PROVIDED TEXT Block Start
Sunday, May 01, 2005

Taiwan's Next Move in the Game

The chairman of the capitalist authoritarian KMT in Taiwan yesterday shook hands with the chairman of capitalist authoritarian China. They formally ended the 60-year civil war between the KMT and the communists. China offered a seductive package of agreements, including favorable trade and military cooperation. As always and everywhere, the elites in control know that they must cooperate in order to maintain dominance.

The agreements would go into effect as soon as the KMT regains power over Taiwan. They are likely to do so in the 2008 election year.

This new move in the strategic game leaves Taiwan's democratic independence in a pickle. The KMT chair cannot be arrested as a traitor upon returning to Taiwan because his party is supported by 50% of the population, including the most powerful classes in the country. Also the KMT controls a majority in the legislature.

Boxed in with no other options, Taiwan's democratic Green Party must begin to think outside of the box. Viable alternatives still remain for a more promising and humane future. These alternatives do not involve the capitalist profit seekers nor the authoritarian elites. Power will depend upon cooperation. And a virus of participatory democracy must be injected on both sides, instead of simply exporting and importing hardware. As the governments have played themselves out into unpromising positions, it is up to such participatory democracy from below to connect across the Strait, to cooperate with each other. The alternative transnational movement involves:

  • NGO's to set up branches on both sides of the Strait.
PROVIDED TEXT Block End
Pick up the post on Taiwan's next move and continue it after its last line.
DATA TO EXAMINE Block Start
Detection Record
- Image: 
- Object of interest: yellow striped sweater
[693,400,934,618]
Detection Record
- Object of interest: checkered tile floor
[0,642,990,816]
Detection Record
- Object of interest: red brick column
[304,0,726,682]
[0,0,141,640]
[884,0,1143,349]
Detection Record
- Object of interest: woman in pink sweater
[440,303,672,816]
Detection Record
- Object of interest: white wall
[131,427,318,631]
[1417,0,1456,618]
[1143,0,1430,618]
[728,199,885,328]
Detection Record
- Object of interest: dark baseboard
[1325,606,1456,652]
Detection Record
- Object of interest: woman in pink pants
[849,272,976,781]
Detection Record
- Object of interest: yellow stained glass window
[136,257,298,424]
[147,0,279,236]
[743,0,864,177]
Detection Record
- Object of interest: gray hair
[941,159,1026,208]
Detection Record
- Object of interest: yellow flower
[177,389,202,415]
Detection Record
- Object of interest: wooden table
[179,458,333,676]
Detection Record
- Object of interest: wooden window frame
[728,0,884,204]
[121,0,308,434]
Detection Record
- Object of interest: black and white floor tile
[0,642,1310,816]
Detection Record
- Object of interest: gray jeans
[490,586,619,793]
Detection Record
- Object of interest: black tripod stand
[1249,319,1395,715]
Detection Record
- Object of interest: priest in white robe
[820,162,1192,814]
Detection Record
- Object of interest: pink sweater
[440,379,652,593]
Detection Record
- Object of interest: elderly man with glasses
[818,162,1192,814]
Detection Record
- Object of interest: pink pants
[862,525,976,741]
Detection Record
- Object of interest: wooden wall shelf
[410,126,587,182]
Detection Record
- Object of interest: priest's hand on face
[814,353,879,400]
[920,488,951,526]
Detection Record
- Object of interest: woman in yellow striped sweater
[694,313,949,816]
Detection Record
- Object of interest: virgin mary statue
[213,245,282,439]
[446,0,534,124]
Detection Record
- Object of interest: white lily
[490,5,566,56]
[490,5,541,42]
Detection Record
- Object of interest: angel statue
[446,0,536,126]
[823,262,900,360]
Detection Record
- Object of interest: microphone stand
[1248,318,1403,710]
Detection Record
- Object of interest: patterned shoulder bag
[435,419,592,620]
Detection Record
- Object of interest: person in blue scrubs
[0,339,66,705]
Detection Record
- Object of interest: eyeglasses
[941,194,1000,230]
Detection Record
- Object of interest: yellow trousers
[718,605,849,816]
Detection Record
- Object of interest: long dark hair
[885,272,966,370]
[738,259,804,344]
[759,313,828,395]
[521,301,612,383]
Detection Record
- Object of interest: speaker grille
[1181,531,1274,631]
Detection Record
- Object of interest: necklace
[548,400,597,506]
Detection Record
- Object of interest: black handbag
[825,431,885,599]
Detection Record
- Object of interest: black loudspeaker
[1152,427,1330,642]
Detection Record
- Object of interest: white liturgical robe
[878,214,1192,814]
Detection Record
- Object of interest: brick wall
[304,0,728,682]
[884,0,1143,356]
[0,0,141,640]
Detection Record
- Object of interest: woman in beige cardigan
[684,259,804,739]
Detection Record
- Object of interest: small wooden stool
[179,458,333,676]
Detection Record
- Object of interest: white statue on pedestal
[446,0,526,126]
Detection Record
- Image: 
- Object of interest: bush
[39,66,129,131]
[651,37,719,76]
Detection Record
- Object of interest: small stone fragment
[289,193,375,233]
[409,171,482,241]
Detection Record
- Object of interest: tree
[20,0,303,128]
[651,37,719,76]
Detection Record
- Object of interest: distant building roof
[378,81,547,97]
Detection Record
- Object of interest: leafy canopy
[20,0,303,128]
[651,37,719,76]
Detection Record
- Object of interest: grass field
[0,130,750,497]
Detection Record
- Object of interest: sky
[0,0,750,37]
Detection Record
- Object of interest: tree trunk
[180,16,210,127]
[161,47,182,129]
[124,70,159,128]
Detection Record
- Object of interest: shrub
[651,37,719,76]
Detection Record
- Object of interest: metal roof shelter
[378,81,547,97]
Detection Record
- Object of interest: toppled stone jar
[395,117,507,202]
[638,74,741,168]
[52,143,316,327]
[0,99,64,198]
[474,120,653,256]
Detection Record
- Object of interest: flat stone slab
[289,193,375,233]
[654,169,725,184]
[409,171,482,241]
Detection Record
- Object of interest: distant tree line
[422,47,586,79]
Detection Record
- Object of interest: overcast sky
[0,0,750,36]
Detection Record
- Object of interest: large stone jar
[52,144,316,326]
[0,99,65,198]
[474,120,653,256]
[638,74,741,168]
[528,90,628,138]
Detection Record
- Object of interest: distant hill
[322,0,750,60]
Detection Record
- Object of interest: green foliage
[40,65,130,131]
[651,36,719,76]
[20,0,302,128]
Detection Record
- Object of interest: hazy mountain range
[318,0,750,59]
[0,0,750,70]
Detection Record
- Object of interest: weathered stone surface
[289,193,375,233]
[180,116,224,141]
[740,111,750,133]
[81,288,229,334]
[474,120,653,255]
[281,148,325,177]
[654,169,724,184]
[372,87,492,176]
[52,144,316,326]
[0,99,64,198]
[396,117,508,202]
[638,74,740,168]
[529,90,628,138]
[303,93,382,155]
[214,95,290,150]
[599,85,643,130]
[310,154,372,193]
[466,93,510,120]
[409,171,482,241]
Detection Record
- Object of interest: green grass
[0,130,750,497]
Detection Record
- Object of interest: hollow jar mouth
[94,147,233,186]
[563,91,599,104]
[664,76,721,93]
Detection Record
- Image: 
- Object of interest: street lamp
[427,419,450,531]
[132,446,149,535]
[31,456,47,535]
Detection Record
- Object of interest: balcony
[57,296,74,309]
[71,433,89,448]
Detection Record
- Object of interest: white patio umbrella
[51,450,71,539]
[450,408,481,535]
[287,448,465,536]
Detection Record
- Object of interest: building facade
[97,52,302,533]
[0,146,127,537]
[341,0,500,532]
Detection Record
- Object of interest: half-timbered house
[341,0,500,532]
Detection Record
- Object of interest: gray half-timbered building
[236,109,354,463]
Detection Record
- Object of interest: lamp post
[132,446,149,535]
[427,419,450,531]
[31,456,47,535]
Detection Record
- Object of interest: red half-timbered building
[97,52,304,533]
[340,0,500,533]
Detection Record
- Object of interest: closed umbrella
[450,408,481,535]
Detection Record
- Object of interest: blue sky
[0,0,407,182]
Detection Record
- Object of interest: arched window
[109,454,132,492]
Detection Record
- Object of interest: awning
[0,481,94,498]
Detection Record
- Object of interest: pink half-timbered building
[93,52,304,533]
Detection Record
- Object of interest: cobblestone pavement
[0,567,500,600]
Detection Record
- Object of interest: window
DATA TO EXAMINE Block End
DATA TO EXAMINE Block Start
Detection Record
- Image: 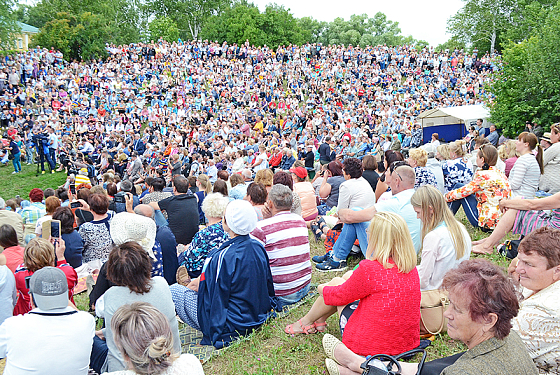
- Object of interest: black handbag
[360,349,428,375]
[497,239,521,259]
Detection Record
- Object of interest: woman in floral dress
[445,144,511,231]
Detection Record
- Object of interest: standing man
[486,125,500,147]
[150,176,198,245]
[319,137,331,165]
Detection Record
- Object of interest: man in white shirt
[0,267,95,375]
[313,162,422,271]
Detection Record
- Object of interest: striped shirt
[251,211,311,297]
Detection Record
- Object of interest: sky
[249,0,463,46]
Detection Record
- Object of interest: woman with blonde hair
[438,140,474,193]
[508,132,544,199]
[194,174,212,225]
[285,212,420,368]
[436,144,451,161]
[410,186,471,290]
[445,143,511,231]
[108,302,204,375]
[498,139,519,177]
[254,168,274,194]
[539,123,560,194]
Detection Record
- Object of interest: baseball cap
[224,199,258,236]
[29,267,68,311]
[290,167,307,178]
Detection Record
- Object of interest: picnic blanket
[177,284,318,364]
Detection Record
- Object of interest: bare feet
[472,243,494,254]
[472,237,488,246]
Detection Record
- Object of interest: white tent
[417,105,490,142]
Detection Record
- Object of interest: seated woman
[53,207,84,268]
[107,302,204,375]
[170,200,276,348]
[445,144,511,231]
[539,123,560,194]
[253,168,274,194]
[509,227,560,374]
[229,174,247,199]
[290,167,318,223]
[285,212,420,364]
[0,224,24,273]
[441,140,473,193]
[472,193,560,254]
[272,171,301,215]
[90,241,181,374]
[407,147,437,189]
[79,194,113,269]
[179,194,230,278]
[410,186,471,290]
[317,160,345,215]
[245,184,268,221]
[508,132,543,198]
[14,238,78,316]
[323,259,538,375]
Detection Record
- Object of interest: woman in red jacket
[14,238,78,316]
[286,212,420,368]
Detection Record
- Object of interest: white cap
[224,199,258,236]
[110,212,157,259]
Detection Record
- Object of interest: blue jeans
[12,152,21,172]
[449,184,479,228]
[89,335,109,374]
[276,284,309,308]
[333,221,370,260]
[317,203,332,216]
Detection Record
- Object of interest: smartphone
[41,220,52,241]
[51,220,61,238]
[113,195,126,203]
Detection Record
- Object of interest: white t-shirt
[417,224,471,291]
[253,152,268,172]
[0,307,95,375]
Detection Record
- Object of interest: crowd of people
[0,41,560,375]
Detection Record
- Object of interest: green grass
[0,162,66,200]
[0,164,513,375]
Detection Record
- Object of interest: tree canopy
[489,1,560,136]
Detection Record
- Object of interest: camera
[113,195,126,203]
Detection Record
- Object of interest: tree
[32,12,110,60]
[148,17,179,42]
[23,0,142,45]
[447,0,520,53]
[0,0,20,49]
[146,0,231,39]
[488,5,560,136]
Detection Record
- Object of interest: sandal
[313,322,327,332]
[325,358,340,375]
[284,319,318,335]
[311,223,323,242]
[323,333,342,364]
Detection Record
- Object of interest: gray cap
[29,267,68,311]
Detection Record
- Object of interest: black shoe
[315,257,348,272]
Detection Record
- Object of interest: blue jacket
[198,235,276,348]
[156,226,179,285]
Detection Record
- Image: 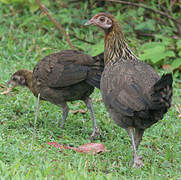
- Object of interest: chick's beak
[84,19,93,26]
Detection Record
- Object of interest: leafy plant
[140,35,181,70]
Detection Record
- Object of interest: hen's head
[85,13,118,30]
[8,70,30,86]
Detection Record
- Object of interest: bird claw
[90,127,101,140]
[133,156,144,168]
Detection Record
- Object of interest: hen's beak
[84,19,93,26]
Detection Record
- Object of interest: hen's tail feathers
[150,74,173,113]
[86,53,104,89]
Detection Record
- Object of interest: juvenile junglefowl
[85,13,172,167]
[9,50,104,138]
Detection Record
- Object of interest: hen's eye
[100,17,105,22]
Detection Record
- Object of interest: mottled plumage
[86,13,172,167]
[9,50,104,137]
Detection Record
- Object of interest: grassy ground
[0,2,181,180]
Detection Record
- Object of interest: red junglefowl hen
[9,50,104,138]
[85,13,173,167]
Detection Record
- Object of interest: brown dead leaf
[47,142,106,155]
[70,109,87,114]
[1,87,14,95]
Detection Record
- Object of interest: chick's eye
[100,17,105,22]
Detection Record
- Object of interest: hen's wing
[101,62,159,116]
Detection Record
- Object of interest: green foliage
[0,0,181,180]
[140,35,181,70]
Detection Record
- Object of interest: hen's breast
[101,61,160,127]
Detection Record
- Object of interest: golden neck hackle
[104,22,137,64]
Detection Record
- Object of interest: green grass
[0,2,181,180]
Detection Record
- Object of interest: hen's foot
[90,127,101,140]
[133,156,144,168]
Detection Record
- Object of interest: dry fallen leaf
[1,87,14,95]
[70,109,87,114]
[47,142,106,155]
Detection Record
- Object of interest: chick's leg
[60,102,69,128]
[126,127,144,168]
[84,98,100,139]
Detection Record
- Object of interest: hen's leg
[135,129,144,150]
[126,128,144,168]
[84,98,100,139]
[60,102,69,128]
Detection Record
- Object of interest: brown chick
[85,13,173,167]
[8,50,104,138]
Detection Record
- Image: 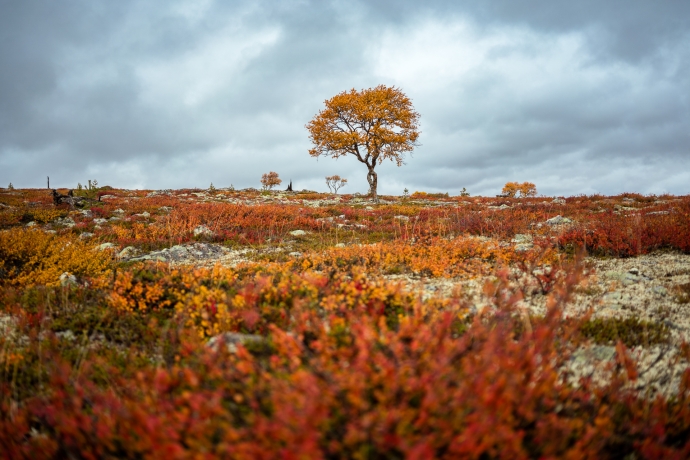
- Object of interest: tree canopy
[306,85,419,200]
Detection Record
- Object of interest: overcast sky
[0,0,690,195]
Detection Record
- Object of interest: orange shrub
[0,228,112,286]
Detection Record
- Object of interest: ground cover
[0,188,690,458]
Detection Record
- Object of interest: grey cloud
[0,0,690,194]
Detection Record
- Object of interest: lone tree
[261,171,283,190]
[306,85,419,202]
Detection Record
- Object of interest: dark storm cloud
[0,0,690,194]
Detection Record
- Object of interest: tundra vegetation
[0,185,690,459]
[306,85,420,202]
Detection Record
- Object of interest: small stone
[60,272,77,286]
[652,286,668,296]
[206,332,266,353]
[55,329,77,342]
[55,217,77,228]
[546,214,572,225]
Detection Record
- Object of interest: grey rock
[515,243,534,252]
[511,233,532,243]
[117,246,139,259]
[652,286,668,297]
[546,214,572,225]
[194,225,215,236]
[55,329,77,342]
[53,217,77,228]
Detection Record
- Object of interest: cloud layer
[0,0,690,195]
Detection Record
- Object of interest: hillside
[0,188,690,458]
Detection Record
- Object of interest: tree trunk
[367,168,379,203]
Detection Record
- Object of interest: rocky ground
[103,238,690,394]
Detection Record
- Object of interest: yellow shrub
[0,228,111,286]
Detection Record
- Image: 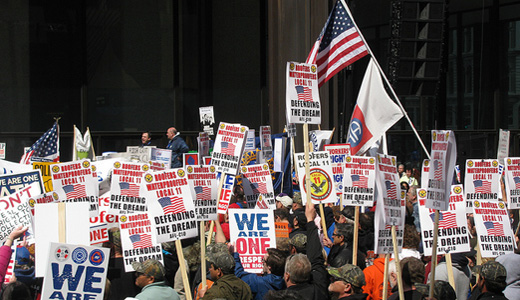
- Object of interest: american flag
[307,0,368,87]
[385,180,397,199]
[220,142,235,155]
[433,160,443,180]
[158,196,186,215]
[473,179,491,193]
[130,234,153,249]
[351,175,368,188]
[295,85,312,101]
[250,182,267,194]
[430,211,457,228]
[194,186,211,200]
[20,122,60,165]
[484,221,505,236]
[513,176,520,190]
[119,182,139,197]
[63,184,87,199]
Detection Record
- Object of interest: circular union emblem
DATA TO EXAMINE Block End
TASK OUTPUT
  • Labor unions to embrace and push for the common interests of workers on both sides.
  • Dramatically increased exchanges among academics, journalists, and intellectuals.
  • Religious organizations to cooperate on both sides.
  • Human rights organizations to involve both sides
  • International NGO's, labor, human rights, academic organizations to foster such exchanges and cooperation.

These might be dismissed as an unlikely longshot in today's political climate, but that is to miss the level of such thinking. Here we are specifying the only path to a more humane and promising future, not toward so-called "realism".